[Recorded data]
● ● ●

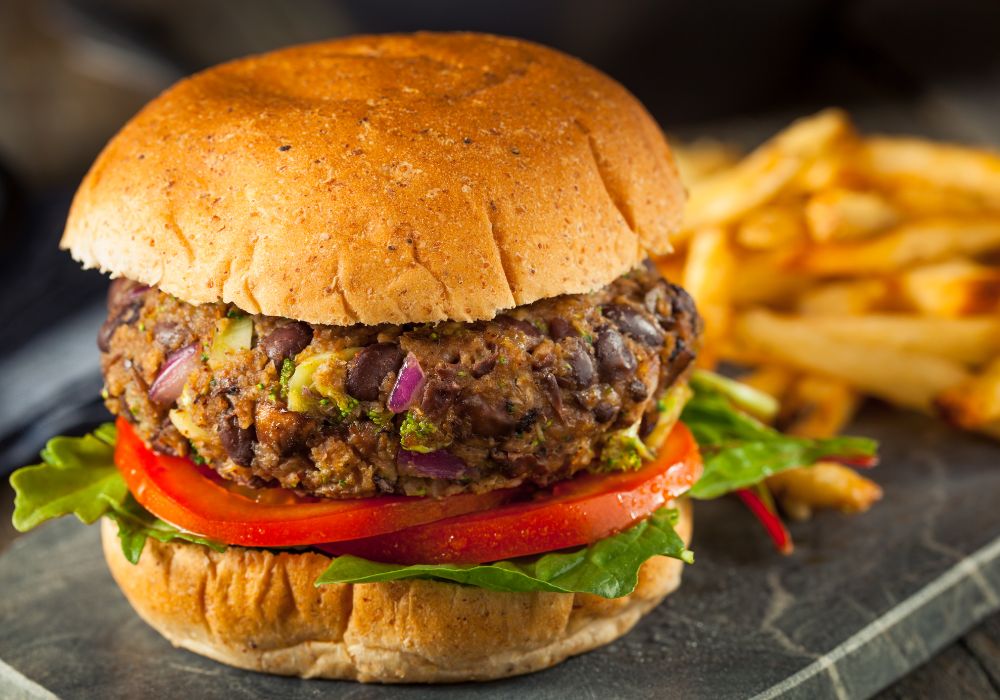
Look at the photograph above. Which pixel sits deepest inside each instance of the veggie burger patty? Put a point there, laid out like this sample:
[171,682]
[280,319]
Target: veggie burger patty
[534,395]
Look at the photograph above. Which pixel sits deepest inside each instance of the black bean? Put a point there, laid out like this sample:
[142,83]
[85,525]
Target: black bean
[367,369]
[683,311]
[605,412]
[631,322]
[581,365]
[681,356]
[614,359]
[284,432]
[124,315]
[487,418]
[440,391]
[237,441]
[560,328]
[552,391]
[484,366]
[525,422]
[286,342]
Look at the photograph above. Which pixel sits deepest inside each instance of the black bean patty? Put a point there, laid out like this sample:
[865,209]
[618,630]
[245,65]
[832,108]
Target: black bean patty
[531,396]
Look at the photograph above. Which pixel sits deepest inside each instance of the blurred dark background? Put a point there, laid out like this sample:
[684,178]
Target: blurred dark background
[72,71]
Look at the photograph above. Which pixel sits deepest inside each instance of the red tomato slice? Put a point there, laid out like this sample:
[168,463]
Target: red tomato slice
[574,513]
[175,490]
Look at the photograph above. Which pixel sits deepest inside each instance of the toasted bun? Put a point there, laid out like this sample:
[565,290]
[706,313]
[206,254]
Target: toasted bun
[399,178]
[259,610]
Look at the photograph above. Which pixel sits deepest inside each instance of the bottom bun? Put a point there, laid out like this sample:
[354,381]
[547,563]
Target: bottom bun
[259,610]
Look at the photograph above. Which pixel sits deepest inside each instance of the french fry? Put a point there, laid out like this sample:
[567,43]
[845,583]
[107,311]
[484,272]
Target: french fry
[847,298]
[971,341]
[976,403]
[890,161]
[901,377]
[758,178]
[909,244]
[771,227]
[707,273]
[821,407]
[953,288]
[920,200]
[824,485]
[842,214]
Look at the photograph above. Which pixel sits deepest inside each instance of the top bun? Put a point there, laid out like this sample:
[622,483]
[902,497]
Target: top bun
[382,179]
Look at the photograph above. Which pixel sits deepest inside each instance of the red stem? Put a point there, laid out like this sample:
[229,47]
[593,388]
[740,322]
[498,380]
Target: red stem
[770,520]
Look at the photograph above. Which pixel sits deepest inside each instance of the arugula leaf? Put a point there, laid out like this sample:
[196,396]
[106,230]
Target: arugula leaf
[608,568]
[136,524]
[740,451]
[77,476]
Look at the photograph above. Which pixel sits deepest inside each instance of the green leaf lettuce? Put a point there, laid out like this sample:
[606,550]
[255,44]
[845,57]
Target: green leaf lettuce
[608,568]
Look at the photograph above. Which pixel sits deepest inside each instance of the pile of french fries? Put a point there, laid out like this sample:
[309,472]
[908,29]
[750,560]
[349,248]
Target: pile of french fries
[836,266]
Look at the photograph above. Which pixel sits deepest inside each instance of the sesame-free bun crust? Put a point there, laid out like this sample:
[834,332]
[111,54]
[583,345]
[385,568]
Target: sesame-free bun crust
[260,611]
[396,178]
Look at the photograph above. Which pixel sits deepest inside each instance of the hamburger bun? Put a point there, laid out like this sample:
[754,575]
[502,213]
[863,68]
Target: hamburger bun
[382,179]
[260,610]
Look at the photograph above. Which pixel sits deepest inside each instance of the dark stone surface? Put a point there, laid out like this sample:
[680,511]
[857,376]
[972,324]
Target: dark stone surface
[861,602]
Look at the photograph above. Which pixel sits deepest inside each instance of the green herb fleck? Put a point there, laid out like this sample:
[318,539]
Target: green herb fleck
[287,370]
[624,451]
[380,417]
[417,434]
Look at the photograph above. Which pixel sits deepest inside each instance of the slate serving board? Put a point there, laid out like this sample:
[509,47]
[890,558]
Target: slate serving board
[861,602]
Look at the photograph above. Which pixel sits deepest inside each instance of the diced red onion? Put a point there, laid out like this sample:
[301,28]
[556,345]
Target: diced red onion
[434,465]
[169,383]
[408,384]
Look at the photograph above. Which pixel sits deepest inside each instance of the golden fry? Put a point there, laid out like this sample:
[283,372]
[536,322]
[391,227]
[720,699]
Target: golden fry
[898,376]
[909,244]
[842,214]
[972,341]
[975,403]
[887,162]
[824,485]
[756,179]
[771,227]
[953,288]
[847,298]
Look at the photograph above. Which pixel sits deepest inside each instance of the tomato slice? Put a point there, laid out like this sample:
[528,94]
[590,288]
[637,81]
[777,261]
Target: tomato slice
[574,513]
[175,490]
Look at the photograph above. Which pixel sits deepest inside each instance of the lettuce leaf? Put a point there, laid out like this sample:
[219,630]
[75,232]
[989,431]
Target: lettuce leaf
[78,476]
[740,451]
[136,525]
[608,568]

● ● ●

» PROBLEM DETAILS: A word-for-word copy of the records is needed, with no pictures carried over.

» WORKED SOLUTION:
Look at the photograph above. Which pixel sits deepest inside each instance of the veggie burger patty? Put a point there, laid out like this sample:
[171,682]
[280,319]
Target: veggie burger patty
[534,395]
Look at the photograph above. Which pixel sits deepest inside each instance of the black bean? Put a point there, laid out like this sample:
[142,83]
[85,525]
Target: black bean
[367,369]
[683,311]
[605,412]
[631,322]
[581,365]
[681,356]
[614,359]
[284,432]
[124,315]
[487,418]
[440,391]
[237,441]
[560,328]
[552,391]
[484,366]
[525,422]
[286,342]
Look at the photograph above. Which pixel sits deepest inside each instance of the black bean patty? Put a point there, laid out like this sample:
[865,209]
[618,630]
[245,65]
[832,108]
Target: black bean patty
[531,396]
Look at the photograph above. Which pixel sits deepest inside each instance of the blurred dark background? Put a point there, laid out like this sample:
[684,178]
Target: blurred dark background
[72,71]
Look at the photograph above. Which pixel sits deepest inside each instance of the red tomato slice? Put a point there, laid out like this sample:
[168,463]
Target: red tomato slice
[574,513]
[175,490]
Look at the photograph above. Which pixel sits deepest inside each instance of the toasted bun? Put a point there, laid out like this sample:
[565,290]
[706,313]
[206,254]
Target: toasted bun
[399,178]
[259,610]
Look at the photograph above. Which pixel sits deepest inside each instance of the bottom bun? Put a point there, laid out like this sample:
[354,381]
[547,563]
Target: bottom bun
[259,610]
Look at the photograph above. Which pixel sits deepest inside each instance of the french fry? Put a point there, laid out like this sample:
[567,43]
[845,583]
[107,311]
[484,272]
Target: french fry
[847,298]
[971,341]
[976,403]
[890,161]
[901,377]
[758,178]
[909,244]
[771,227]
[707,273]
[821,407]
[953,288]
[920,200]
[824,485]
[842,214]
Look at the photograph above. Which pixel sits deepest inside each instance of the top bun? Put a point there, laid out like this sample:
[622,483]
[902,497]
Target: top bun
[382,179]
Look at the photograph above. Which pixel sits deepest inside each instance of the red stem? Put a point there, laid out like this sample:
[229,47]
[593,388]
[740,322]
[498,380]
Target: red stem
[770,520]
Look at the photograph above. Which pixel sits deepest inside each instance of the arugula leaf? Put a point there, laid out like this sample:
[196,396]
[106,230]
Target: arugula leaf
[608,568]
[136,524]
[740,451]
[77,476]
Look at the photograph above. Which pixel sits deepest inside each instance of the green leaf lettuce? Put a point there, laid out like this sample:
[606,550]
[255,44]
[845,57]
Target: green leaf lettuce
[608,568]
Look at the photograph above. Which pixel sits deepest inside each instance of the pile of french fries? Put a point there, laid out like this sample:
[309,472]
[908,29]
[750,560]
[349,248]
Target: pile of french fries
[836,266]
Look at the photograph above. Which pixel sits deepest inside each instance of the sesame-free bun crust? Put a point there, laid out like this sample:
[834,332]
[111,54]
[583,345]
[385,568]
Target: sesame-free bun crust
[260,611]
[396,178]
Look at the photograph above. Which pixel sits deepest inside each instance of the hamburger bun? Put a point there, laid out like this sample:
[754,575]
[502,213]
[863,68]
Target: hamburger bun
[382,179]
[260,610]
Look at the photograph above. Which pixel sits deepest inside each instance of the dark stone surface? Put a point there, laid out like this sample:
[680,511]
[857,376]
[972,324]
Target: dark stone surface
[861,602]
Look at the photograph above. Which pixel sits deepest inside each instance of the green herb fleck? Put a point there, laid out like this sample:
[318,539]
Target: green herb fleck
[287,370]
[624,451]
[380,417]
[417,434]
Look at the photograph above. Which pixel sits deepest inside each instance of the slate serving board? Put a point there, laid out like this sample:
[509,47]
[890,558]
Target: slate serving board
[861,602]
Look at the photograph above. Which pixel sits deepest inside each instance of the diced red onion? Put a point there, laid out like this sample:
[301,28]
[556,345]
Target: diced red onion
[434,465]
[169,383]
[408,384]
Look at the photograph above. Which pixel sits deepest inside each instance of the golden fry? Put a point there, laid out like this sample:
[283,372]
[536,322]
[391,227]
[720,699]
Target: golden fry
[898,376]
[909,244]
[842,214]
[972,341]
[975,403]
[887,162]
[824,485]
[756,179]
[771,227]
[953,288]
[847,298]
Look at the photograph above. Which pixel sits deepest inside each instance of the tomato slice? Put a point there, laid out like this sample:
[528,94]
[590,288]
[637,81]
[777,261]
Target: tomato slice
[574,513]
[175,490]
Look at the photograph above. Which pixel sits deepest inside each instance of the lettuce leaf? Put a point there, laid out like this sample:
[219,630]
[75,232]
[989,431]
Target: lettuce leaf
[78,476]
[740,451]
[136,525]
[608,568]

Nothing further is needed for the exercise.